[Start Excerpted records]
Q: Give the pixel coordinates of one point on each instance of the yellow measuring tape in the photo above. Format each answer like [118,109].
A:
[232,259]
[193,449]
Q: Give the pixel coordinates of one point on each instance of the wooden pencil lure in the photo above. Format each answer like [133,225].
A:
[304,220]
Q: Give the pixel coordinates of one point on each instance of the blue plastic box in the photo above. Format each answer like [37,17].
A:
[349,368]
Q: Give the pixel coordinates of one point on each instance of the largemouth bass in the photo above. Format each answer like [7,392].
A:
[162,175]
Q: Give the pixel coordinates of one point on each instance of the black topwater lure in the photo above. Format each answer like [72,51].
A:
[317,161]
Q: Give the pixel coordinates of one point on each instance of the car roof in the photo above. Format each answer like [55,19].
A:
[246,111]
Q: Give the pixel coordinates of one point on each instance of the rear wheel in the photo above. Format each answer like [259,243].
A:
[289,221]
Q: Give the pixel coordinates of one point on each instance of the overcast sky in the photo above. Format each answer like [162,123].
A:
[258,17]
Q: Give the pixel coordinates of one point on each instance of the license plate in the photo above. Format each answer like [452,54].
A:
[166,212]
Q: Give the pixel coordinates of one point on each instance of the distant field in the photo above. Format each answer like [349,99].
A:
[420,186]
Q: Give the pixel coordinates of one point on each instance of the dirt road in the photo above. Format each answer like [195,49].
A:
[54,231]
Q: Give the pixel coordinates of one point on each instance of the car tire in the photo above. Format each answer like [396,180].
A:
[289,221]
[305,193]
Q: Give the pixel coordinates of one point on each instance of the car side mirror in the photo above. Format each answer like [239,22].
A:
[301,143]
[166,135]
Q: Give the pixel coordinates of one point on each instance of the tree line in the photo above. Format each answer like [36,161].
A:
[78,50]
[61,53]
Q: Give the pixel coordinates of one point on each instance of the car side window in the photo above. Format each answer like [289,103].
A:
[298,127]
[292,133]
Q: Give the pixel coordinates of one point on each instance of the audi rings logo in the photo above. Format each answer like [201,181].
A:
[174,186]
[End Excerpted records]
Rewrite all the records above with "Format each answer like" changed to "Write each answer in the form" wherever it occurs, keeping everything else the same.

Q: Give the pixel coordinates of one point on each instance of the yellow measuring tape in the photo above. Write each answer in the form [118,109].
A:
[232,259]
[193,449]
Q: Give the pixel coordinates of one point on each instance of the wooden pencil lure in the photo above. Write each answer in the form [133,225].
A:
[304,220]
Q: Give the pixel coordinates of one point on each instance of the blue plastic box in the photo above. Write each answer in the form [37,17].
A:
[349,368]
Q: Give the pixel coordinates of one point on each instance of the largemouth bass in the photo above. Write each answer in the form [7,392].
A:
[162,175]
Q: Give the pixel coordinates of one point on each instance of the black topwater lure in the photo above. Write each answer in the form [72,51].
A:
[317,161]
Q: Give the pixel coordinates of one point on each instance of the car roof in the photo above. Write each answer in the form [55,19].
A:
[246,111]
Q: Give the pixel coordinates of one point on each instance of the rear wheel in the photo above. Write each answer in the form [259,243].
A:
[289,221]
Q: Give the pixel coordinates of one point on each instance of the overcast sky in the photo above. Write each answer in the form [162,123].
A:
[258,17]
Q: Give the pixel coordinates of one point on each instance of the license plate in the photo above. Write each answer in the form [452,54].
A:
[166,212]
Q: Give the pixel coordinates of one point on each instance of the distant field in the photo above. Write each answer in the form [349,99].
A:
[420,186]
Q: Give the pixel coordinates of one point on each instance of the dirt road in the photo above. Write each answer in the form [195,49].
A:
[54,231]
Q: Give the pixel coordinates of one point on each instance of the car tire in the photo above. Write each answer in the form [396,180].
A:
[289,221]
[305,193]
Q: Give the pixel coordinates of one point on each instance of the car side mirror in the photo above. Write each answer in the form [239,22].
A:
[301,143]
[166,135]
Q: Give the pixel coordinates of one point on each instance of the tree line in the photo above. Write each answer in the form [36,161].
A:
[78,50]
[61,53]
Q: Give the pixel coordinates of one point on each instance of the car side window in the photo above. Write each answer in the form [289,103].
A:
[298,127]
[292,133]
Q: Give the pixel coordinates of one point on each instance of the audi rings logo in the photo above. Write each answer in the form [201,181].
A:
[174,186]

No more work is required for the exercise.